This is the good stuff. In order to measure performance we need two (perhaps obvious) things: our estimate of future events and feedback on whether or not those future events actually happened.

Let's walk through an example and create a simple prioritization strategy (or model) that people are familiar with and prioritize all CVEs with a CVSS base score of 7 and above. We will talk later about measuring performance across a range of numbers, but for now, we will just make a binary choice of remediating CVSS score of 7 or above and delaying remediation for anything else and we will compare that against the outcome (observed exploitation activity). This gives each vulnerability two different attributes: if we prioritized or not, and if it had exploitation activity or not. Which means each vulnerability can be labeled with one of four categories, as shown in the figure below. To put numbers to this: As of October 1st, 2023, NVD has published 139,473 CVSS 3.x scores for published CVEs. In the following 30 days (Oct 1 - Oct 30th), we observed 3,852 unique CVEs (with CVSS 3.x scores) with exploitation activity (about 2.7%). Note that we saw a lot more CVEs exploited than that in October, but we are measuring CVSS here and so we limit to those with CVSS 3.x scores. For those 139-thousand we can construct a 2x2 table with the two variables (left), and we can visualize the proportions with a venn diagram (right).

The large gray circle represents all published CVEs with an NVD-assigned CVSS 3.x score, and all of the CVEs that were scored with 7 or higher with CVSS are shown in blue (our "strategy" says we should prioritize these). And finally all of the CVEs that we observed as being exploited in the following 30 days are shown in red (these are the ones we should have prioritized).

## MATERIAL
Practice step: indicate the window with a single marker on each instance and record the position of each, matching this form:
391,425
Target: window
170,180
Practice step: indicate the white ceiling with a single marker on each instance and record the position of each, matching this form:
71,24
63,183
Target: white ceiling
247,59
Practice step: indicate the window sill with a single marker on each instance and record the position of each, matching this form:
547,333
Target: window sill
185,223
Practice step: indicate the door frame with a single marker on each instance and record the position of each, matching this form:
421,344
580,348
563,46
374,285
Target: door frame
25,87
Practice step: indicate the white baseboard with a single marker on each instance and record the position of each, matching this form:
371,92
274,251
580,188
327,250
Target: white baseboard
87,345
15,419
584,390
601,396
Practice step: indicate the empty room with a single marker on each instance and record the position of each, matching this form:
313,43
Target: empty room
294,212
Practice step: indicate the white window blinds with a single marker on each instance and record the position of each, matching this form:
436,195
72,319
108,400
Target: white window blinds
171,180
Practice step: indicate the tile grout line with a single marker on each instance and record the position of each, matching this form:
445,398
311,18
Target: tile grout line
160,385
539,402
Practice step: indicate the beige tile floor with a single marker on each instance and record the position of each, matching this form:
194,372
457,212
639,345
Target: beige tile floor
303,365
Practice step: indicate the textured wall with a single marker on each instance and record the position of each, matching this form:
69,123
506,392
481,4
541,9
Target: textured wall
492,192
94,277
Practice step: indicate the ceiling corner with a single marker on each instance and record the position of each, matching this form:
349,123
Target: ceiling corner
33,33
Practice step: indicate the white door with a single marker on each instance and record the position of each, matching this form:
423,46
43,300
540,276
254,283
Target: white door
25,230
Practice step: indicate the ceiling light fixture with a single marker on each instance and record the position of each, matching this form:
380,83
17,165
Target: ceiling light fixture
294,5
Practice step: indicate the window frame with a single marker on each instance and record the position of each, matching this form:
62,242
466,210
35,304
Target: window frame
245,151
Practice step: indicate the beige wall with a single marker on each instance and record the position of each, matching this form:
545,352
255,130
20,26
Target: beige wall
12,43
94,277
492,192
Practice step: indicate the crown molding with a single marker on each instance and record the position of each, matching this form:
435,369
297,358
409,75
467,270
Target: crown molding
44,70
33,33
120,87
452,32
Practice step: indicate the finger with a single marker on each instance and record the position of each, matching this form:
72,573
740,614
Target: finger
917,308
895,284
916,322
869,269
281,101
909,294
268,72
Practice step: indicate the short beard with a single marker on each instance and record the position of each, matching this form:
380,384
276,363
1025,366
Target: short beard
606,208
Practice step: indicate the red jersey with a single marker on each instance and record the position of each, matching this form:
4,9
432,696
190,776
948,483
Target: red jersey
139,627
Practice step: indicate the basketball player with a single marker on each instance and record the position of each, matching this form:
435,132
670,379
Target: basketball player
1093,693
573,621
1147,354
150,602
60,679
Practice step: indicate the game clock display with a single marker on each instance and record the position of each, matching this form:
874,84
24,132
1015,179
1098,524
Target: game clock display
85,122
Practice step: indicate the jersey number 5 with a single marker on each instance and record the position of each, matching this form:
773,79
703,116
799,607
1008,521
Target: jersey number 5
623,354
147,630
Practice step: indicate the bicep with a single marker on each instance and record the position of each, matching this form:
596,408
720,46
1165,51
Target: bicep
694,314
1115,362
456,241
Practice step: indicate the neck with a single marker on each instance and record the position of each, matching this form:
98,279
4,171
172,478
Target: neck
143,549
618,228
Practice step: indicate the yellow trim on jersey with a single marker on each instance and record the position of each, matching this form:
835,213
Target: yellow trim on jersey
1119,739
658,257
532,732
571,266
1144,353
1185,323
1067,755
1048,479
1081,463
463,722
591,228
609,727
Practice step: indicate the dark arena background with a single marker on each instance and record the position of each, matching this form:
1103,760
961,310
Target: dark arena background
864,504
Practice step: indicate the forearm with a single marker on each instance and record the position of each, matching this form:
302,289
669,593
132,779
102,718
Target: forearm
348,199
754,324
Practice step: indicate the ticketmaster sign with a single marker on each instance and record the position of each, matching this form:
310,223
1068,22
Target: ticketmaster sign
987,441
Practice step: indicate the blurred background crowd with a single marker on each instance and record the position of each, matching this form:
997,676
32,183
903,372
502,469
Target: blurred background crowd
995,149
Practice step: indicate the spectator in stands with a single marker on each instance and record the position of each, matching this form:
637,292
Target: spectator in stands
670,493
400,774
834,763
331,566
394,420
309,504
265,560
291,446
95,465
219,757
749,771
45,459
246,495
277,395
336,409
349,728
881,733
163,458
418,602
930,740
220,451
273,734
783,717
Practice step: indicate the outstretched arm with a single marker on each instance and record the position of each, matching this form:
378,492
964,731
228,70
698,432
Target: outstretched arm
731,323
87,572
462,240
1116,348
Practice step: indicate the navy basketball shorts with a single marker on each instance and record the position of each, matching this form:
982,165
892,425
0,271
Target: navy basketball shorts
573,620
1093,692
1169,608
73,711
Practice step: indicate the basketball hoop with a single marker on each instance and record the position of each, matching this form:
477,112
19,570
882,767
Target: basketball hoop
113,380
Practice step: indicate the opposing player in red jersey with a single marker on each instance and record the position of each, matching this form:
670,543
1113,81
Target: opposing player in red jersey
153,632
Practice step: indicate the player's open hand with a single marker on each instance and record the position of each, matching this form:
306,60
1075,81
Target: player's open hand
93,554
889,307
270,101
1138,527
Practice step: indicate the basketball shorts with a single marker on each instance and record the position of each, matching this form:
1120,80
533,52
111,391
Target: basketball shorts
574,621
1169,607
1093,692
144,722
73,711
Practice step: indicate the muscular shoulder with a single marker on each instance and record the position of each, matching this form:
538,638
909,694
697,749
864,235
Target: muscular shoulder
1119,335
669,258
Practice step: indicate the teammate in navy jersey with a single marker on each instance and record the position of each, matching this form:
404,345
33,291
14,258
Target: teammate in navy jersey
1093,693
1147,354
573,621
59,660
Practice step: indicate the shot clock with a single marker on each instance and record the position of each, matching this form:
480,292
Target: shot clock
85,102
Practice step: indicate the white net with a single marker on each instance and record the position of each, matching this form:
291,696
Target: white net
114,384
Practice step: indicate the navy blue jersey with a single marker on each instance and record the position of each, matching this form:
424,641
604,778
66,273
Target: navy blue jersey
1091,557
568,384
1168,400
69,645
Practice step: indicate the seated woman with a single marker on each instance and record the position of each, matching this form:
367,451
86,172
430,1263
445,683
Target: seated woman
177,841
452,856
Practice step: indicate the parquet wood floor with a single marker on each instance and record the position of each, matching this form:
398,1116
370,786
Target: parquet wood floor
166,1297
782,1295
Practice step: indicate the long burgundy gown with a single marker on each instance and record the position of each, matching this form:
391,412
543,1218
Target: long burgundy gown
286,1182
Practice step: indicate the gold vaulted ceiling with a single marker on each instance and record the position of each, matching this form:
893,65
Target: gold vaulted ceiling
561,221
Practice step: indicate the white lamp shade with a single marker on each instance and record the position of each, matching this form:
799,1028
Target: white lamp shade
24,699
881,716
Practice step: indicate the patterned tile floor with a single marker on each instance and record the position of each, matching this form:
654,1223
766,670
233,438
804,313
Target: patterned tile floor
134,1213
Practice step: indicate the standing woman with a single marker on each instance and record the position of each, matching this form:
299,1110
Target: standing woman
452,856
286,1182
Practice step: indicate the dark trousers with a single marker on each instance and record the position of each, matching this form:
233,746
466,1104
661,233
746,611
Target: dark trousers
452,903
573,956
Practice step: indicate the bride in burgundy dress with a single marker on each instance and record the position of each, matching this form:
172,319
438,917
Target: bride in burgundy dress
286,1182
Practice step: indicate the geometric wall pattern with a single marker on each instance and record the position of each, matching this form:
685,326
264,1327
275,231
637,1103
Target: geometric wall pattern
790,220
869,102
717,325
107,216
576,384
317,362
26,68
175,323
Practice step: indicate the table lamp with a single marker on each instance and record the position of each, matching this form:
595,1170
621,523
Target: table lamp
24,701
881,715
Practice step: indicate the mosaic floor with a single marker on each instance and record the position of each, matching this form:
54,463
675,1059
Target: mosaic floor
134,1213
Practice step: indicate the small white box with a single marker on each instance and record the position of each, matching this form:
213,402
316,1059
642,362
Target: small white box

## CHALLENGE
Write out the passage on vulnerability prioritization above word for word, from "The large gray" to "should have prioritized).".

## WRITTEN SOLUTION
The large gray circle represents all published CVEs with an NVD-assigned CVSS 3.x score, and all of the CVEs that were scored with 7 or higher with CVSS are shown in blue (our "strategy" says we should prioritize these). And finally all of the CVEs that we observed as being exploited in the following 30 days are shown in red (these are the ones we should have prioritized).